● **Input**
================
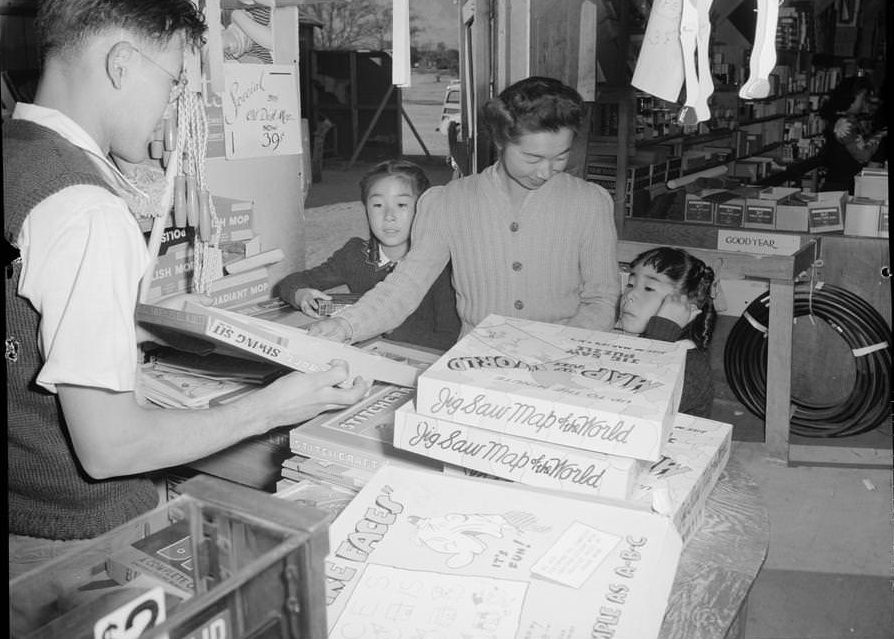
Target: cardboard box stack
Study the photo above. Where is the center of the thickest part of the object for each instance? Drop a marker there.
(565, 409)
(867, 211)
(238, 244)
(773, 208)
================
● **Try it**
Please print all the data above word for word. Pictures should not appear in the copy.

● **Response**
Target: cardboard box stack
Study the photo above. Where is the center of the thickest part of the object for each instance? Drop a marker there.
(565, 409)
(867, 211)
(238, 244)
(773, 208)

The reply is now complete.